Pointing and labeling entries
******

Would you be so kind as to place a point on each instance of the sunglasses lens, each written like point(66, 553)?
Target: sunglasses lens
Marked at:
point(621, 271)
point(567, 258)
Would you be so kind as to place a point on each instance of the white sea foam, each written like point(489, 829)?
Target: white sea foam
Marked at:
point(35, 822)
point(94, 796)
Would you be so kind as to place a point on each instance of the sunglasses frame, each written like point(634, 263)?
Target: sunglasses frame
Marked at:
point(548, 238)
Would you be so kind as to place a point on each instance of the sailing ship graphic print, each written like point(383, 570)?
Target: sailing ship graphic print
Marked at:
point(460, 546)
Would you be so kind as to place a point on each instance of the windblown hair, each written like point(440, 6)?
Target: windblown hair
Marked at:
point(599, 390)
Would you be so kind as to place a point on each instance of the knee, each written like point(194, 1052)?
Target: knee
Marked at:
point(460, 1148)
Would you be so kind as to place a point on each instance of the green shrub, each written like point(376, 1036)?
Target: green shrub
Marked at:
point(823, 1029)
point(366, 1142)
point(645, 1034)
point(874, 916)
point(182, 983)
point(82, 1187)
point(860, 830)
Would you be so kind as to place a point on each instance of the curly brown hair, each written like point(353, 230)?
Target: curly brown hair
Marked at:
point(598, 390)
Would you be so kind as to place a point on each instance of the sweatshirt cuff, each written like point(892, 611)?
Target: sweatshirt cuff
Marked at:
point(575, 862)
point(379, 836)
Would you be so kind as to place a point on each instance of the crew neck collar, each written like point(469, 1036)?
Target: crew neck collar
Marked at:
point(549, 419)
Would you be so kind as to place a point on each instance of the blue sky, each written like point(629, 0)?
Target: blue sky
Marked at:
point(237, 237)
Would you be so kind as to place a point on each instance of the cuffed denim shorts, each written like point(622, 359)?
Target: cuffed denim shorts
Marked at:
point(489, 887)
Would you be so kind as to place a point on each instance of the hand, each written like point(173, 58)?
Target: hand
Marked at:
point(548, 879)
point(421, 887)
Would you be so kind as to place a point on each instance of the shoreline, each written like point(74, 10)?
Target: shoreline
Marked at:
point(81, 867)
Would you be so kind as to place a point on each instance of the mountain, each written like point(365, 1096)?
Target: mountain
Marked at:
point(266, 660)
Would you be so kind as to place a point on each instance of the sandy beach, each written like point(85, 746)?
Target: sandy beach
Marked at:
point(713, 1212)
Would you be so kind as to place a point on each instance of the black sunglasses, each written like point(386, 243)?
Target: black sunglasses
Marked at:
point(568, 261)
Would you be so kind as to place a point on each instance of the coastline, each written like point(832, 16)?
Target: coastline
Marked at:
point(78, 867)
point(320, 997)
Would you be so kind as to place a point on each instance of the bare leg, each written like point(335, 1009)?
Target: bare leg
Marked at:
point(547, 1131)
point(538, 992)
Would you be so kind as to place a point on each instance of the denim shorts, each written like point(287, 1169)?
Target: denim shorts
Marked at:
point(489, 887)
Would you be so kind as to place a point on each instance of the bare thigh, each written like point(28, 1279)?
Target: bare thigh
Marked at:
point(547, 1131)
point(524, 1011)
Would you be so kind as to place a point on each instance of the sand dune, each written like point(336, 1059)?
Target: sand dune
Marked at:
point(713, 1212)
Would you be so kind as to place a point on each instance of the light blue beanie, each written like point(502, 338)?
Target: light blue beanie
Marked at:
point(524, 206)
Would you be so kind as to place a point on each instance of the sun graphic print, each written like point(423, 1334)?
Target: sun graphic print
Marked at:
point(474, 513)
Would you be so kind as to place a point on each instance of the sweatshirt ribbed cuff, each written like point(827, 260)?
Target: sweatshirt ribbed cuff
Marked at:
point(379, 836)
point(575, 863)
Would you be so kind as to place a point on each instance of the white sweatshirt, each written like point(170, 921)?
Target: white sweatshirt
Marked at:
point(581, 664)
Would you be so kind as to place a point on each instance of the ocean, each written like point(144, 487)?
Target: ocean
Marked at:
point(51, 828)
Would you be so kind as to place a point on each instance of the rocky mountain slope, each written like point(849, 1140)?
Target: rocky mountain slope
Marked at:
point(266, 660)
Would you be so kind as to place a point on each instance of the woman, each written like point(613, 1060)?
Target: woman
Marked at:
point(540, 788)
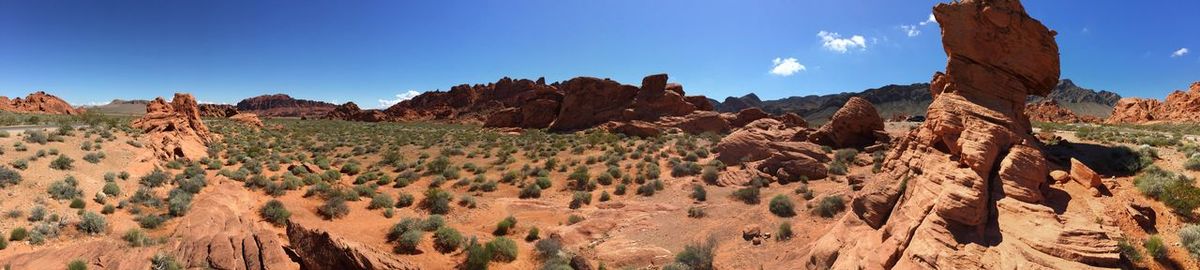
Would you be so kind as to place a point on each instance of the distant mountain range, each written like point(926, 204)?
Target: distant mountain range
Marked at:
point(910, 100)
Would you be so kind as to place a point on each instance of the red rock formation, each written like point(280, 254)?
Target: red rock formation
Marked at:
point(1180, 106)
point(174, 130)
point(217, 111)
point(37, 102)
point(856, 125)
point(1049, 112)
point(280, 105)
point(967, 189)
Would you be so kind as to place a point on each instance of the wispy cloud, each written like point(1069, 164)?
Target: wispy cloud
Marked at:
point(1180, 52)
point(833, 41)
point(786, 67)
point(408, 95)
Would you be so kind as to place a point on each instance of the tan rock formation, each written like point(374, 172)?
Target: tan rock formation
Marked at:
point(174, 130)
point(966, 190)
point(37, 102)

******

WHAT YOU ARE ASKED TO DO:
Return the records exactly. Don't carry the pictures over.

FINISHED ANSWER:
Would you be so kind as to place a point on each instance of the sunglasses lens, each written like point(66, 553)?
Target: sunglasses lens
Marked at:
point(621, 271)
point(567, 258)
Would you be so kind as to place a point on each instance of the white sea foam, each written like point(489, 829)?
Target: white sea foam
Marked at:
point(35, 822)
point(94, 796)
Would you be so kind as to place a point on each instance of the sunglasses frame, each written like point(634, 263)?
Target: sunglasses frame
Marked at:
point(548, 238)
Would you be so kind as to place a point on each instance of the sailing ship graphic print, each written like point(383, 570)?
Target: sailing ship graphic print
Marked at:
point(460, 546)
Would you be so kind as to place a point on each instance of the windblown hair, each written like point(440, 6)?
Target: windblown hair
Marked at:
point(599, 390)
Would you be so kind as to place a point on each instance of the knee, each written like point(194, 1052)?
Target: knee
Marked at:
point(460, 1148)
Would you be so kind as to place a point on each instance of the green shrub, each written like point(376, 1036)?
Target: green shrub
Marked at:
point(823, 1029)
point(366, 1142)
point(645, 1034)
point(874, 916)
point(182, 983)
point(82, 1187)
point(860, 830)
Would you be so kind as to place a point on each instance of the curly brown hair, each written like point(353, 230)?
Target: curly brown hair
Marked at:
point(598, 390)
Would you be so kind as to place a point on each instance of the sweatshirt cuff, each written like point(892, 611)?
Target: sweatshirt cuff
Marked at:
point(575, 862)
point(379, 836)
Would you be so kind as to place a point on each instance of the crew neck collar, each written like point(469, 1036)?
Target: crew neck collar
Marked at:
point(549, 419)
Would you be so kind as to place a point on each instance of the blue sky, each written like point(629, 0)?
Target: blue sky
Marked at:
point(237, 237)
Would you be so kind as to place a point on each instance of the cuffed denim shorts, each written like point(622, 359)?
Target: cuffed denim shorts
Marked at:
point(489, 887)
Would you be so kind as to place a point on each instance of the hand, each written like point(173, 58)?
Target: hand
Marked at:
point(548, 879)
point(421, 887)
Would you be so kind as to place a point on each instance of the shoreline, each written like point(74, 10)?
Target: shoreline
Marked at:
point(81, 867)
Would you be so kind as to place a point on each instance of the mountain, each written like point(365, 1096)?
Target: mountain
Marked at:
point(266, 660)
Would you be so kind as to place a point on each instance of the sandy beach, each written like point(85, 746)?
Target: sandy beach
Marked at:
point(713, 1212)
Would you be so kind as to place a point on each instance of the black sunglasses, each written like point(386, 243)?
Target: black sunglasses
Marked at:
point(568, 261)
Would you be so kind as to place a point on each instance of the coastline, each written like point(832, 16)?
Target: coastline
Marked at:
point(78, 867)
point(320, 997)
Would you be so kind as to place a point on each instance of the bare leg, each written like point(335, 1009)?
Target: bare leg
Marked at:
point(547, 1131)
point(538, 992)
Would you be so kind as to place a point on each instance of the denim shorts, each written like point(287, 1169)?
Target: denim shorts
Marked at:
point(489, 887)
Would you be so kind as to place a point on each instance of the bare thigh, each written like point(28, 1279)?
Target: bare thigh
Marked at:
point(547, 1131)
point(524, 1011)
Would you be so kind as to place a point on each instance of the sand dune, each written like point(336, 1059)?
Target: sand dune
Marked at:
point(713, 1212)
Would you be so kind as to place a point on each instance of the light blue beanie, each written like point(502, 338)?
Target: light blue beanie
Marked at:
point(524, 206)
Would you be so kind as to place a point on each instance of the sun graphic print, each written like point(423, 1334)?
Target: sun graphic print
Marked at:
point(474, 513)
Would you be so kind as to place a point on each instance of the sweatshirt ribbed cuff, each written like point(827, 260)?
Target: sweatshirt ribbed cuff
Marked at:
point(379, 836)
point(575, 863)
Would you be so kind as to place a point on each instance of the white sweatshirt, each written like point(170, 921)?
Target: white sweatshirt
Marked at:
point(581, 664)
Would you be so kind as to place a point on each instance of the ocean, each written like point(144, 487)?
Target: ocean
Marked at:
point(51, 828)
Would you be so kind as to place a point on each instance of the rocky mountain slope, each written like point(849, 1140)?
Target: rocky mountain slope
Marked at:
point(266, 660)
Would you be so kind as to place a point on each instance of the woman, each written like point(613, 1060)?
Target: woman
Marked at:
point(540, 788)
Would you be so kind as to place a point on each instance of the distant mountain range, each written like point(926, 204)?
Target: distant mountain range
Marked at:
point(910, 100)
Would you be so kind as to place a point on each instance of the red rock formation, each written like point(280, 254)?
Target: red rock formation
Marked at:
point(1180, 106)
point(174, 130)
point(217, 111)
point(37, 102)
point(856, 125)
point(1049, 112)
point(280, 105)
point(967, 189)
Would you be so kind as to place a point on each instance of the wispy cloud, each written like point(1069, 164)?
Target: wispy cloud
Marked at:
point(1180, 52)
point(833, 41)
point(786, 67)
point(408, 95)
Would you be so kind as to place a point on each instance of the tan rock formation, each written like point(374, 172)?
Target: tan rock formation
Marked at:
point(174, 130)
point(966, 190)
point(37, 102)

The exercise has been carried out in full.